**作業依頼 1:** 以下の記録から、文字列「path」を含む行をすべて見つけ出し、それぞれ書き写すこと。

**抜粋本文:**
つまり、この映画、かなりわかりやすく作られているということで、ジュリエットが、たとえ流行作家として裕福になったとはいえ、身の丈の生活から得られる幸せを望んでいることを最初に示しています。
また、ガーンジー島に渡るその時、マークから求婚され、それを受けます。
これもわかりやすい伏線で、きっとこの婚約は破棄され、(この時点ではおそらくですが)ドーシーを選ぶのだろうと予想させています。
映画って、え!? って思う展開も楽しいのですが、こうした映画のように、きっとこうなるよと感じさせて、やっぱりそうなったかと安心させられるのも、また楽しいものです。
で、映画は本題に入ります。
1941年の出来事は、ジュリエットが島に向かう前に明らかにされています。
ドイツ軍の占領下の島では、食料や家畜が収奪され、島民たちはじゃがいもだけのスープといった粗末な食事しかできなくなっています。ある日、ドーシーを含む仲間内で、隠しておいた豚や自家製ジンでパーティーを開きます。その帰り道、ドイツ軍の検問にあいます。何の集まりだ? と尋問されますが、とっさに仲間のひとりエリザベスが読書会だと答え、会の名前は? と聞かれ、「The Guernsey Literary and Potato Peel Pie Society」と答えるのです。「Potato Peel Pie」というのは、そのパーティーで出された「じゃがいもとじゃがいもの皮だけのパイ」のことです。
島に渡ったジュリエットですが、ドーシーにも知らせずに訪ねたこともあるのか、その歓迎ぶりにはどことなくよそよそしさを感じさせる描き方がされています。

**作業依頼 2:**
次の(a)〜(c)が上の映画評の内容と合っているかを、はい・いいえで答えること。各答えには、判断の決め手となる映画評の言葉をそのまま引用して添える。
(a) ジュリエットはガーンジー島に渡るときにマークから求婚され、それを受けた。
(b) 1941年の出来事は、ジュリエットが島に着いてから明らかにされる。
(c) ドイツ軍の検問で、とっさに読書会だと答えたのはドーシーだった。

(保存データ)
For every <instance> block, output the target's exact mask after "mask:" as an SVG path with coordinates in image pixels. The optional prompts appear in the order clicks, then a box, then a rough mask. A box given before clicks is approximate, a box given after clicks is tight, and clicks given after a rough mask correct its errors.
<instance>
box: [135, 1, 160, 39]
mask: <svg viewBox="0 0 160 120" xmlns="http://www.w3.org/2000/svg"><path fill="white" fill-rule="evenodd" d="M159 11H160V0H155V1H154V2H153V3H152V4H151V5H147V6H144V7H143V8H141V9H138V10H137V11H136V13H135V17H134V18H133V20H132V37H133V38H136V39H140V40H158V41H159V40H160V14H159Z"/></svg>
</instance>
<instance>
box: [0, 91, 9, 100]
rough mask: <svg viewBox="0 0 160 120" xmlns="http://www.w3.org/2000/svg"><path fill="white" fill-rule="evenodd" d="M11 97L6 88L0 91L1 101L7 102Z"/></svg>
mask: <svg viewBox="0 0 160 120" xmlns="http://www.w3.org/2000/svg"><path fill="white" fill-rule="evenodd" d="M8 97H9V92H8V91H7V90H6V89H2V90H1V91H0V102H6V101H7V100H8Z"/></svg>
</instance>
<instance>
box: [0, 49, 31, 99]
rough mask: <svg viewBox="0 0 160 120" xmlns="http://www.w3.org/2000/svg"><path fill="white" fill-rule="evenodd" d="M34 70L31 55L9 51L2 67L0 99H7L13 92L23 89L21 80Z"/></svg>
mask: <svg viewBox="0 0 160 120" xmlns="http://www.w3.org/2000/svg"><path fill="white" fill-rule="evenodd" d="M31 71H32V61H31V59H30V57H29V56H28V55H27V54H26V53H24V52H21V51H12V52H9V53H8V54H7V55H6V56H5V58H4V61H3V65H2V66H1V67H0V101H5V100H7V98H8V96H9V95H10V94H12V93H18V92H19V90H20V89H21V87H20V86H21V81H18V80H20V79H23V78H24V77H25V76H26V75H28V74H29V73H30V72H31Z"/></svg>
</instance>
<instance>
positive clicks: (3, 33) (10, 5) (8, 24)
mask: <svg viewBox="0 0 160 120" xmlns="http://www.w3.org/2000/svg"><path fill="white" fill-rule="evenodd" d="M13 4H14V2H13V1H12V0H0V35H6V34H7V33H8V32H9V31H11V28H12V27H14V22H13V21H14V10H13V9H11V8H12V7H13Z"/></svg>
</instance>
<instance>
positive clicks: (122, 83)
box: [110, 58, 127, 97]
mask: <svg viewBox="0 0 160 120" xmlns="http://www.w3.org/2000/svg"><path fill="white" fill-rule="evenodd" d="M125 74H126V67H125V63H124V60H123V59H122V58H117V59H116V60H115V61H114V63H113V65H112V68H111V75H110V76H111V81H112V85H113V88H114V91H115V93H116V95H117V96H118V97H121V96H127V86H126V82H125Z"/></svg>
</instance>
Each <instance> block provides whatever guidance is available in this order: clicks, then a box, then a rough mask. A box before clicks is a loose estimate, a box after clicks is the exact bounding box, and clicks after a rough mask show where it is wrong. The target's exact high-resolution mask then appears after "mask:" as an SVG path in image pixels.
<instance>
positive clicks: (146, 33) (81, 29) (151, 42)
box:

**回答欄 1:**
For every <instance> block, output the target's exact mask after "mask:" as an SVG path with coordinates in image pixels. The optional prompts appear in the order clicks, then a box, then a rough mask. A box given before clicks is approximate, a box given after clicks is tight, and clicks given after a rough mask correct its errors.
mask: <svg viewBox="0 0 160 120" xmlns="http://www.w3.org/2000/svg"><path fill="white" fill-rule="evenodd" d="M159 11H160V0H155V1H154V2H153V3H152V4H151V5H147V6H144V7H143V8H141V9H138V10H137V11H136V13H135V17H134V18H133V20H132V37H133V38H136V39H140V40H158V41H159V40H160V14H159Z"/></svg>
rough mask: <svg viewBox="0 0 160 120" xmlns="http://www.w3.org/2000/svg"><path fill="white" fill-rule="evenodd" d="M11 97L6 88L0 91L1 101L7 102Z"/></svg>
mask: <svg viewBox="0 0 160 120" xmlns="http://www.w3.org/2000/svg"><path fill="white" fill-rule="evenodd" d="M8 97H9V92H8V91H7V90H6V89H2V90H1V91H0V102H6V101H7V100H8Z"/></svg>
rough mask: <svg viewBox="0 0 160 120" xmlns="http://www.w3.org/2000/svg"><path fill="white" fill-rule="evenodd" d="M34 70L31 55L9 51L2 67L0 99H7L13 92L23 89L21 80Z"/></svg>
mask: <svg viewBox="0 0 160 120" xmlns="http://www.w3.org/2000/svg"><path fill="white" fill-rule="evenodd" d="M31 71H32V61H31V59H30V57H29V56H28V55H27V54H26V53H24V52H21V51H12V52H9V53H8V54H7V55H6V56H5V58H4V61H3V65H2V66H1V67H0V101H5V100H7V98H8V96H9V95H10V94H12V93H18V92H19V90H20V89H21V87H20V86H21V81H18V80H20V79H23V78H24V77H25V76H26V75H28V74H29V73H30V72H31Z"/></svg>
mask: <svg viewBox="0 0 160 120" xmlns="http://www.w3.org/2000/svg"><path fill="white" fill-rule="evenodd" d="M13 4H14V2H13V1H12V0H0V35H6V34H7V33H8V32H9V31H11V28H12V27H14V22H13V21H14V10H13V9H11V8H12V7H13Z"/></svg>
mask: <svg viewBox="0 0 160 120" xmlns="http://www.w3.org/2000/svg"><path fill="white" fill-rule="evenodd" d="M125 74H126V67H125V63H124V60H123V59H122V58H117V59H116V60H115V61H114V63H113V65H112V68H111V75H110V76H111V81H112V85H113V88H114V91H115V93H116V95H117V96H118V97H121V96H127V86H126V82H125Z"/></svg>
Each <instance> block provides whatever guidance is available in this order: clicks, then a box, then a rough mask. A box before clicks is a loose estimate, a box after clicks is the exact bounding box, and clicks after a rough mask show where it is wrong. The target's exact high-resolution mask then appears after "mask:" as an SVG path in image pixels.

**回答欄 2:**
(a) はい。「ガーンジー島に渡るその時、マークから求婚され、それを受けます。」
(b) いいえ。「1941年の出来事は、ジュリエットが島に向かう前に明らかにされています。」
(c) いいえ。「とっさに仲間のひとりエリザベスが読書会だと答え」